# [Text under study]
################

Rutendo Nyeve, Business Reporter
LEADING manufacturer of consumer staple and durable goods, Innscor Africa Limited, has reported a revenue income exceeding US$535 million in the first-half of its financial year, marking a 12 percent increase compared to the same period last year.

This notable achievement, outlined in the company’s Group Financial Results presented by Non-Executive Chairman Mr Addington Chinake, was largely driven by substantial volume growth in the Mill-Bake, Beverage, and Light Manufacturing segments.
The company credits this upward trend to strategic pricing initiatives designed to maintain consumer price points, even in the face of regulatory changes such as VAT status adjustments and the implementation of the Special Surtax on Sugar Content (Sugar Tax) within the beverage industry.
“Despite the fluid trading environment, particularly in the first quarter of the period under review, the Group achieved pleasing volume growth across its core manufacturing operations. The Group recorded revenue of US$535 787 000 during the period under review, representing a 12 percent increase over the comparative six-month period,” said Mr Chinake.
He said the Mill-Bake segment saw increased capacity utilisation, while the beverage and light manufacturing segments benefited from previous investments, contributing positively to overall volume performance.

################

# [Apply what you read]
1) From the Innscor Africa results report, set down the passage starting at "The company credits" and ending at "overall volume performance.", word for word.
2) According to the Innscor Africa results report, who presented the company's Group Financial Results?

# [Given information]
################

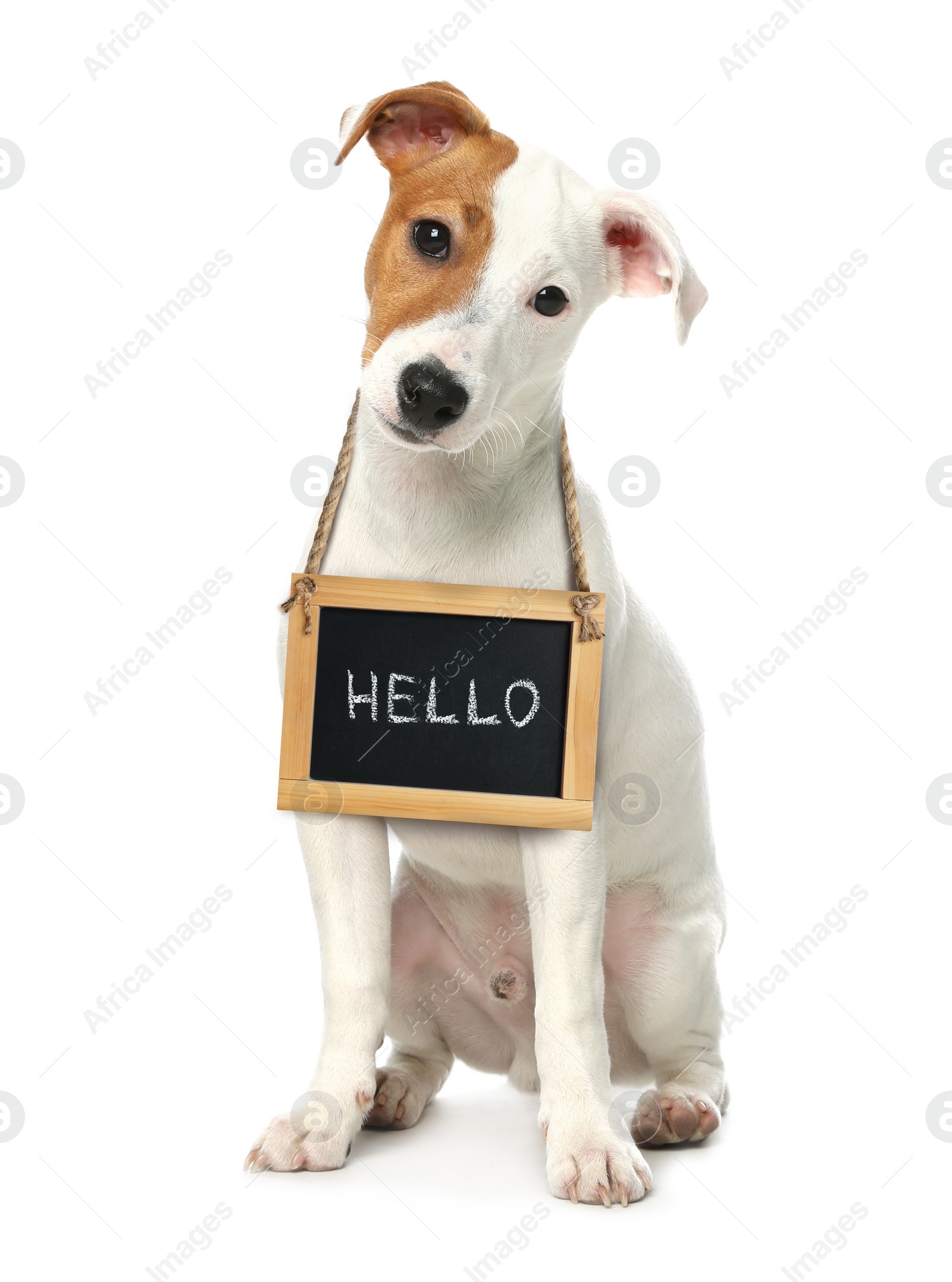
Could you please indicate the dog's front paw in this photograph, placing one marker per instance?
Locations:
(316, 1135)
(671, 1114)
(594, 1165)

################

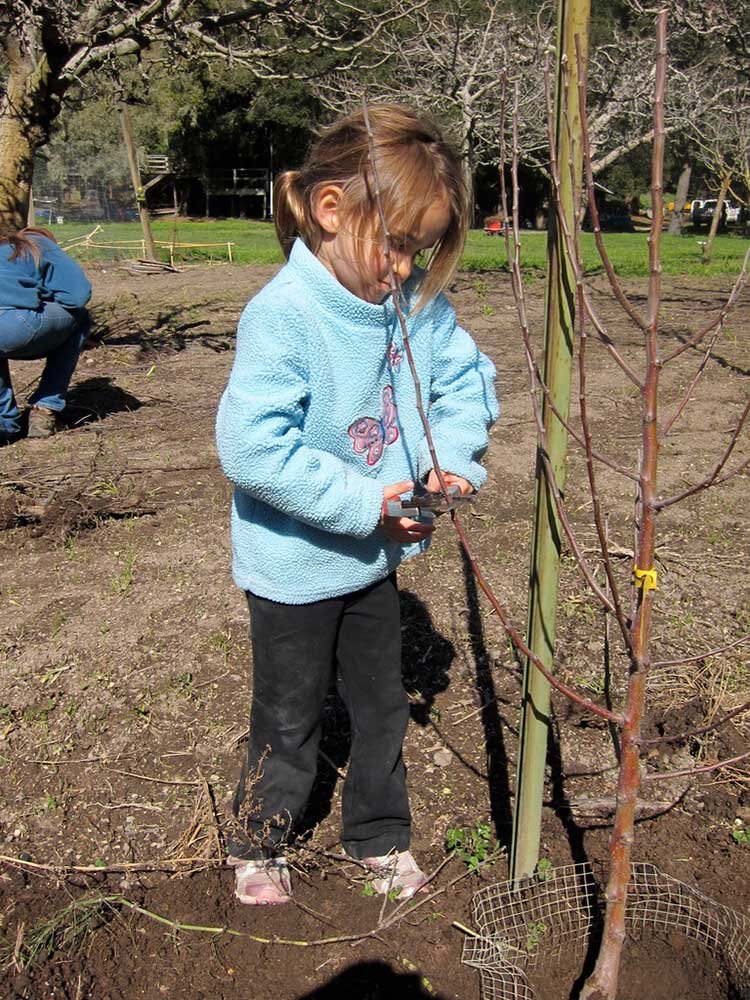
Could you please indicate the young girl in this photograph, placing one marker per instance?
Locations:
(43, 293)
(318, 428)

################

# [Solved tasks]
1)
The company credits this upward trend to strategic pricing initiatives designed to maintain consumer price points, even in the face of regulatory changes such as VAT status adjustments and the implementation of the Special Surtax on Sugar Content (Sugar Tax) within the beverage industry.
“Despite the fluid trading environment, particularly in the first quarter of the period under review, the Group achieved pleasing volume growth across its core manufacturing operations. The Group recorded revenue of US$535 787 000 during the period under review, representing a 12 percent increase over the comparative six-month period,” said Mr Chinake.
He said the Mill-Bake segment saw increased capacity utilisation, while the beverage and light manufacturing segments benefited from previous investments, contributing positively to overall volume performance.

2) Non-Executive Chairman Mr Addington Chinake